Extract:
What is RGmatch for?
RGmatch is a flexible and easy-to-use tool to match genomic regions to the closest gene (also transcript or exon), which provides the area of the gene where the region overlaps. The algorithm can be applied to any organism as long as the genome annotation is available.
What input files do I need?
In order to compute the associations, RGmatch needs the following information:
- A GTF annotation file providing the chromosome positions of all the features to be considered (genes, transcripts and exons). This GTF file should include annotations at exon level, that is, the 3rd column of the GTF must contain "exon" tag.
- A BED file containing the regions of interest to be associated to features.
Both the GTF and the BED files could be passed compressed in Gzip format.
Chromosome naming convention should be the same in the GTF and the BED file !
You can either download the GTF file from any public database or use your own built GTF file as long as it has the following format:
1 havana gene 3073253 3074322 . + . gene_id "ENSMUSG00000102693"; gene_version "1"; gene_name "RP23-271O17.1"; gene_source "havana"; gene_biotype "TEC"; 1 havana transcript 3073253 3074322 . + . gene_id "ENSMUSG00000102693"; gene_version "1"; transcript_id "ENSMUST00000193812"; transcript_version "1"; gene_name "RP23-271O17.1"; gene_source "havana"; gene_biotype "TEC"; transcript_name "RP23-271O17.1-001"; transcript_source "havana"; transcript_biotype "TEC"; tag "basic"; 1 havana exon 3073253 3074322 . + . gene_id "ENSMUSG00000102693"; gene_version "1"; transcript_id "ENSMUST00000193812"; transcript_version "1"; exon_number "1"; gene_name "RP23-271O17.1"; gene_source "havana"; gene_biotype "TEC"; transcript_name "RP23-271O17.1-001"; transcript_source "havana"; transcript_biotype "TEC"; exon_id "ENSMUSE00001343744"; exon_version "1"; tag "basic";
The current example corresponds to the Mus musculus annotation from Ensembl (mmusculus.gtf).

Entries provided:
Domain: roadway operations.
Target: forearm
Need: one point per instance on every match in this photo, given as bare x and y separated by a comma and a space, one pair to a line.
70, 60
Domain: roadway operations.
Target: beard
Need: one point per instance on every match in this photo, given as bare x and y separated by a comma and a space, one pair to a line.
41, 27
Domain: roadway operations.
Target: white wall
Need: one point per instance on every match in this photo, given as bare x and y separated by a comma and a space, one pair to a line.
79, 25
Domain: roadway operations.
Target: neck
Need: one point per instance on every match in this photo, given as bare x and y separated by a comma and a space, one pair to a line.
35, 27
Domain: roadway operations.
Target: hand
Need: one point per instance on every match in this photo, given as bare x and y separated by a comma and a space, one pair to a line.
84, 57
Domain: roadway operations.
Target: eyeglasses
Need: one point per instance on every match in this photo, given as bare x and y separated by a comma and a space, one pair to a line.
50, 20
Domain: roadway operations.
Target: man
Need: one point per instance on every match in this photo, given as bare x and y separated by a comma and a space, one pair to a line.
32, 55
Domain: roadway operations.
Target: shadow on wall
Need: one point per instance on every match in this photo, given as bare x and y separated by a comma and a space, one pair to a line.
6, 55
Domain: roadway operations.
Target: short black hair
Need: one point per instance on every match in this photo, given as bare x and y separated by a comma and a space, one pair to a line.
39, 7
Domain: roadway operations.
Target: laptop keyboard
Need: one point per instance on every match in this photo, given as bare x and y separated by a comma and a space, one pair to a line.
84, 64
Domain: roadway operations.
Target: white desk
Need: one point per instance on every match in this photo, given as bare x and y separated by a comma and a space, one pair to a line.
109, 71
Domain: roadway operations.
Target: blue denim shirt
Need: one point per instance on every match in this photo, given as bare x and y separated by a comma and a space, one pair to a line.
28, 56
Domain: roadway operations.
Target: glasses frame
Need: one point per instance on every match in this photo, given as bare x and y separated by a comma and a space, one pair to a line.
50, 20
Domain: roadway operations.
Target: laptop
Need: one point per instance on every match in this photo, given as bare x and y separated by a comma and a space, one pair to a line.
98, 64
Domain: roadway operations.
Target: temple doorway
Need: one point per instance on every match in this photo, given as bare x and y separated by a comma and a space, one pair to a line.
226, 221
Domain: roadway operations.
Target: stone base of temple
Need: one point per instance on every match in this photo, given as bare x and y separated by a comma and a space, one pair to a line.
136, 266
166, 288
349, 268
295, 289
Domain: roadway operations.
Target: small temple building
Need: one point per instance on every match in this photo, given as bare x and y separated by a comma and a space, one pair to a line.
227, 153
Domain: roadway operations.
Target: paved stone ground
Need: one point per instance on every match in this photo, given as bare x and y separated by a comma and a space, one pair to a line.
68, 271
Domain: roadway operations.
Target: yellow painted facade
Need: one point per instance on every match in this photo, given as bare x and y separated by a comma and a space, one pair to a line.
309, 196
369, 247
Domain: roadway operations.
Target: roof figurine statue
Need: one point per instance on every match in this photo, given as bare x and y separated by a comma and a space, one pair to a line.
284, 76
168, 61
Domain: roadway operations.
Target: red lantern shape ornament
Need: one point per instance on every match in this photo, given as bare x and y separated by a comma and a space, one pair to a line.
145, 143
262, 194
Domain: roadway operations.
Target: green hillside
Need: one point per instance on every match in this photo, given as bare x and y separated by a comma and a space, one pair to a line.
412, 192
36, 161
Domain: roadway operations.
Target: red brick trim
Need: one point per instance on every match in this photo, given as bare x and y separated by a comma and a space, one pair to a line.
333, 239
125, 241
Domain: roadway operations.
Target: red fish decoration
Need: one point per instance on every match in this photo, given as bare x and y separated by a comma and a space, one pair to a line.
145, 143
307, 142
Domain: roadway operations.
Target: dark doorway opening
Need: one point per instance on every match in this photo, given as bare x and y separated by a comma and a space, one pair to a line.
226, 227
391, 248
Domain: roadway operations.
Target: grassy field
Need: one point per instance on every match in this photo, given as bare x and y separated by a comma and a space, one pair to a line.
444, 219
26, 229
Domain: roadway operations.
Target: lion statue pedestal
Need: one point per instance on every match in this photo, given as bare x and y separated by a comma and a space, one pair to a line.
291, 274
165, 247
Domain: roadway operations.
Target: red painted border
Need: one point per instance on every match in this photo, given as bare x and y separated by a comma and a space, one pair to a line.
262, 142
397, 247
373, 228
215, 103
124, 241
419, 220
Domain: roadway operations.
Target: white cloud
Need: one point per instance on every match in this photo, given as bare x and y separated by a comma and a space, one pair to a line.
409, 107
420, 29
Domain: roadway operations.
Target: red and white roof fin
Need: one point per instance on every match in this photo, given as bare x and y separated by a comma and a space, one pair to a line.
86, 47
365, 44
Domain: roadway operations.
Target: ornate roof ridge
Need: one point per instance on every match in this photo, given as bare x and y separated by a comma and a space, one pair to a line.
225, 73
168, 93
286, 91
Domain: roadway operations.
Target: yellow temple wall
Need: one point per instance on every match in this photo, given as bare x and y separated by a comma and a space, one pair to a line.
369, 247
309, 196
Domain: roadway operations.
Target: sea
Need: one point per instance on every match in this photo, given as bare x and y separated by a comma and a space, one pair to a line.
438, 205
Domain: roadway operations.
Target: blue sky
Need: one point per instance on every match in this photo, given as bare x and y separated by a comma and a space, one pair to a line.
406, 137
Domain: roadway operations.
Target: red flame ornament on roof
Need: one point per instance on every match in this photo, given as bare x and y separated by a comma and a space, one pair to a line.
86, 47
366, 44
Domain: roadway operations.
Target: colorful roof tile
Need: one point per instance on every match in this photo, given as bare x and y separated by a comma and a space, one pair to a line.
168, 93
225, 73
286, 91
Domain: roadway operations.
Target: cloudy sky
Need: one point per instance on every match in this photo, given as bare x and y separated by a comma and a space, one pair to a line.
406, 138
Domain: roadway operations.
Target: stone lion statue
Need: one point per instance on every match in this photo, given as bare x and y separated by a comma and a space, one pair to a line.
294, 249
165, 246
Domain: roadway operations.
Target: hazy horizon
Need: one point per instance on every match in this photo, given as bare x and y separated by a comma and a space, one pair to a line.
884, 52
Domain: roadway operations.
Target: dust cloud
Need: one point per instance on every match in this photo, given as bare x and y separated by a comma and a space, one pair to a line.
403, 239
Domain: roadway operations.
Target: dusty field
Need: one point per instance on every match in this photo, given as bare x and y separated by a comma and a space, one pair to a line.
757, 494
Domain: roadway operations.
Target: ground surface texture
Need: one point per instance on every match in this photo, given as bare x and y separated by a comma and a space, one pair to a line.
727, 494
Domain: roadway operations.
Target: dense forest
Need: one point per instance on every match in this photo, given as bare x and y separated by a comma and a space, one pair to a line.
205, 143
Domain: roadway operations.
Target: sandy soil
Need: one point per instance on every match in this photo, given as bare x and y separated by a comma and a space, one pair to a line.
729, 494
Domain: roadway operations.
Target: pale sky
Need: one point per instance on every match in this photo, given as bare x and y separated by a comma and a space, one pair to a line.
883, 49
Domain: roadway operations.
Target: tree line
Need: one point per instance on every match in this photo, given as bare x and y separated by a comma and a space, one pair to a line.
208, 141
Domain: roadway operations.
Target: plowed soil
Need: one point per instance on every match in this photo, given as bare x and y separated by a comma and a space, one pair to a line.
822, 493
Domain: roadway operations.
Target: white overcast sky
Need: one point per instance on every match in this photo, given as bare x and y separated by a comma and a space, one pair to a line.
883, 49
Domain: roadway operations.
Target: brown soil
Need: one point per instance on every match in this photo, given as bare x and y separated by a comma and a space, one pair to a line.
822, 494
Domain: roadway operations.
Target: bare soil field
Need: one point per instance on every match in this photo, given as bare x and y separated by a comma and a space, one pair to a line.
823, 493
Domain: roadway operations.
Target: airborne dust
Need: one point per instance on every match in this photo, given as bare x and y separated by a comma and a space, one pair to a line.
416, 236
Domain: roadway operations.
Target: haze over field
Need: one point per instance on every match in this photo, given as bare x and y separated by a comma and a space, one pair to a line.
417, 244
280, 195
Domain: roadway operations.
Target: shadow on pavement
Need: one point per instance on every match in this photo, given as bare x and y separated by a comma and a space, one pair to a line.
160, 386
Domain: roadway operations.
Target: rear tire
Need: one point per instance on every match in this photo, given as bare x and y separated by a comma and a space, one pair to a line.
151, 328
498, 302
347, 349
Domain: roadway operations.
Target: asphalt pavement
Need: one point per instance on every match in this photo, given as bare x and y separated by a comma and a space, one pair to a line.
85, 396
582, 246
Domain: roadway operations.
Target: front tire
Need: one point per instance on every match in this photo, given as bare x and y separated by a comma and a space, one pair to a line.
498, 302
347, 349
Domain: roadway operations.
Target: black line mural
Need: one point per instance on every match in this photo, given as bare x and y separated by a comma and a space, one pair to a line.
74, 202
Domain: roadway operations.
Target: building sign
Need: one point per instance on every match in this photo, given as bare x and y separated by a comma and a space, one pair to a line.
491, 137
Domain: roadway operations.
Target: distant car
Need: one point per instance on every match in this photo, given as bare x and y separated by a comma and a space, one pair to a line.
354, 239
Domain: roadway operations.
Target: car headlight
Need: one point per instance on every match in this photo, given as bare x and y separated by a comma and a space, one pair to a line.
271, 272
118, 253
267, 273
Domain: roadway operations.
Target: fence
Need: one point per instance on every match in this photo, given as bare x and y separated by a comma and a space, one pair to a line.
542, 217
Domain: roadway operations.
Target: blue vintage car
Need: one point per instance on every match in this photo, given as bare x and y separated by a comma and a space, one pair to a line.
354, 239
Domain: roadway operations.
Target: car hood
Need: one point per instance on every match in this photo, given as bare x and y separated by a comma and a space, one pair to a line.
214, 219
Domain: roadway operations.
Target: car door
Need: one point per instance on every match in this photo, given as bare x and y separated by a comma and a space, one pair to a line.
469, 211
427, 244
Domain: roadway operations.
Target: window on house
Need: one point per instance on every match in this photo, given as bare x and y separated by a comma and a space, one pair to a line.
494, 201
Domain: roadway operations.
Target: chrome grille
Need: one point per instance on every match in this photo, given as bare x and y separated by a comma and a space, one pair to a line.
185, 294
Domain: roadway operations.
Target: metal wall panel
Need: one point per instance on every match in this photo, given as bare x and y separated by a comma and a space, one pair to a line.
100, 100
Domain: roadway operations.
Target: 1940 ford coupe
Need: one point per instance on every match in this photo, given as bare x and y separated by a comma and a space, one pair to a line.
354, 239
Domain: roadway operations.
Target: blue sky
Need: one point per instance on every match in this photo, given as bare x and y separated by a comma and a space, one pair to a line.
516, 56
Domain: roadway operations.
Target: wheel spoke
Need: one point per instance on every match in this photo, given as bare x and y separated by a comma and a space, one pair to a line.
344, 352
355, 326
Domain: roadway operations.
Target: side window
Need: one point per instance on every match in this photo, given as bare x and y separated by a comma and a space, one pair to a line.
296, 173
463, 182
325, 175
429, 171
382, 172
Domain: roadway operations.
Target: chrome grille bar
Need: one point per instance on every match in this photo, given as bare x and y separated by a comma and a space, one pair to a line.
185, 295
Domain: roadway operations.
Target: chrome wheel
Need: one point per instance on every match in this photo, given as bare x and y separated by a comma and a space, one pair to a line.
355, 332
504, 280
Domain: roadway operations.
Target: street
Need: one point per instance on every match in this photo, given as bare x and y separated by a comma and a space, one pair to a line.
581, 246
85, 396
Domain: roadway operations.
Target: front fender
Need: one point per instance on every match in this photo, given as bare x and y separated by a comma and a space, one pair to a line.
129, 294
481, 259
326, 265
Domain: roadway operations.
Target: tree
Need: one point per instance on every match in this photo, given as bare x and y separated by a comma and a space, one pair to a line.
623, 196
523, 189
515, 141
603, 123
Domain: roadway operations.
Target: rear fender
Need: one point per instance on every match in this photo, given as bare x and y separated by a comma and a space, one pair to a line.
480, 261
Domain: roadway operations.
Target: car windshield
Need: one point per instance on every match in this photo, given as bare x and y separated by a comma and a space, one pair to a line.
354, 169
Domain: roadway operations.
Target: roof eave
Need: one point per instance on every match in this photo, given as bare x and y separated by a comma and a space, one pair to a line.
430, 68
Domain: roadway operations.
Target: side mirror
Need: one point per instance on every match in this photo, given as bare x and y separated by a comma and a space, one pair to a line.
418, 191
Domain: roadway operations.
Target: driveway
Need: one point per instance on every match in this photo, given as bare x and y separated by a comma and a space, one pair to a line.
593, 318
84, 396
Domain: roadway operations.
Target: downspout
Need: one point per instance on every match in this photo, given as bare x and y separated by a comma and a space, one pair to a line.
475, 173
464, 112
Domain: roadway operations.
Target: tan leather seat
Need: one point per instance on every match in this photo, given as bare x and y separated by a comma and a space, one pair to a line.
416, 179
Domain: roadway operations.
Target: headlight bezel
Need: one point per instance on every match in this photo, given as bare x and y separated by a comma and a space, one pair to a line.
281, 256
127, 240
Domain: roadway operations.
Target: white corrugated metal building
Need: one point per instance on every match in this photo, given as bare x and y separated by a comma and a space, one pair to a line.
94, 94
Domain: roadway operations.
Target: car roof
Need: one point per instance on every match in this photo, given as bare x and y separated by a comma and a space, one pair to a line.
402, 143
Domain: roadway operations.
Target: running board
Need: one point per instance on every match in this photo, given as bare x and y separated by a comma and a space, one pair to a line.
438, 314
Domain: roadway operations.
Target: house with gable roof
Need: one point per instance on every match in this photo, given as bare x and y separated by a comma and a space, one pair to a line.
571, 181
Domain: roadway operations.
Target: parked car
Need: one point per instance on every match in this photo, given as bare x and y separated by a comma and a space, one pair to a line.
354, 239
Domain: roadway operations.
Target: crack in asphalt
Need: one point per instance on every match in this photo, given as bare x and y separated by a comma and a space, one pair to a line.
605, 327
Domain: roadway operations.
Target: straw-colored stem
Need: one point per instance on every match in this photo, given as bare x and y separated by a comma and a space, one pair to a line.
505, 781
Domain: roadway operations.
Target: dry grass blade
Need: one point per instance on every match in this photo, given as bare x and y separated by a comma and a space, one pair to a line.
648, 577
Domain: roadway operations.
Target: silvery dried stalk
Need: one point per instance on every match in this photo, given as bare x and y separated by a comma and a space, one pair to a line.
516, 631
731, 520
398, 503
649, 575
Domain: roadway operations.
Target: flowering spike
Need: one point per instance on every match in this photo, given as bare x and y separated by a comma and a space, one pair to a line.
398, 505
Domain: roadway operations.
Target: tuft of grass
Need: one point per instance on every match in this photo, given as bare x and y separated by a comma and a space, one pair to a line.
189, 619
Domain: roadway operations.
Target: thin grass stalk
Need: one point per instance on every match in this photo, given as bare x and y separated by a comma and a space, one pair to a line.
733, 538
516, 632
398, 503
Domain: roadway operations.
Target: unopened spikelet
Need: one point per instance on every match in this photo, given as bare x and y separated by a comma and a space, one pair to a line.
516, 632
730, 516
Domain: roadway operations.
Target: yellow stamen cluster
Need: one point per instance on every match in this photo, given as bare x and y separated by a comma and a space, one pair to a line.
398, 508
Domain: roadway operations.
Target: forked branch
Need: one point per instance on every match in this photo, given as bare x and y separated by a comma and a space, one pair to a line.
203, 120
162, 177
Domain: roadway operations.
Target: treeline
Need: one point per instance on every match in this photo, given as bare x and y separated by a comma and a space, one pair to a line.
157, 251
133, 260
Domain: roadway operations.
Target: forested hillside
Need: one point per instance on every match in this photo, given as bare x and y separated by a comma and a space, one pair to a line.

Brief 1:
Reproduce the part of the RGmatch page between "RGmatch is a" and "annotation is available.", inclusive.
Brief 2:
Take the RGmatch page further, continuing from where it stops.

Task response 1:
RGmatch is a flexible and easy-to-use tool to match genomic regions to the closest gene (also transcript or exon), which provides the area of the gene where the region overlaps. The algorithm can be applied to any organism as long as the genome annotation is available.

Task response 2:
The BED file used as input for RGmatch should have at least three columns: chromosome, start position, end position (read more about BED format at BED specification). Example:
1 10 15 1 103 129 ...
These are the arguments for the RGmatch algorithm:
Usage: python rgmatch.py [options] <mandatory> Options: -r, --report: Report at the 'exon', 'transcript' or 'gene' level. Default: 'exon' -q, --distance: Maximum distance in kb to report associations. Default: 10 (10kb) -t, --tss: TSS region distance. Default: 200 bps -s, --tts: TTS region distance. Default: 0 bps -p, --promoter: Promoter region distance. Default: 1300 bps -v, --perc_area: Percentage of the area of the gene overlapped to be considered to discriminate at transcript and gene level. Default: 90 (90%) -w, --perc_region: Percentage of the region overlapped by the gene to be considered to discriminate at transcript and gene level. Default: 50 (50%) -R, --rules: File containing the priorities in case of ties. Default: TSS,1st_EXON,PROMOTER,TTS,INTRON,GENE_BODY,UPSTREAM,DOWNSTREAM -G, --gene: GTF tag used to get gene ids/names. Default: gene_id -T, --transcript: GTF tag used to get transcript ids/names. Default: transcript_id -h, --help: show this help message and exit Mandatory: -g, --gtf: GTF annotation file -b, --bed: Region bed file -o, --output: Output file 05/11/2015. Pedro Furió Tarí.
To run RGmatch with default parameters, the following code should be used:
python rgmatch.py -g Mus_musculus.GRCm38.79.gtf -b myregions.bed -o myassociations.txt
In this case, the region to gene associations will be computed as follows:
- All possible associations and areas will be reported (aggregation at exon level). This means that if a region overlaps several areas of a given gene, all of them will be returned.
- The maximum distance of feature associations will be of 10 kb upstream or downstream.
- The TSS area will start 200 nucleotides upstream the TSS and will end at the TSS (see Figure below).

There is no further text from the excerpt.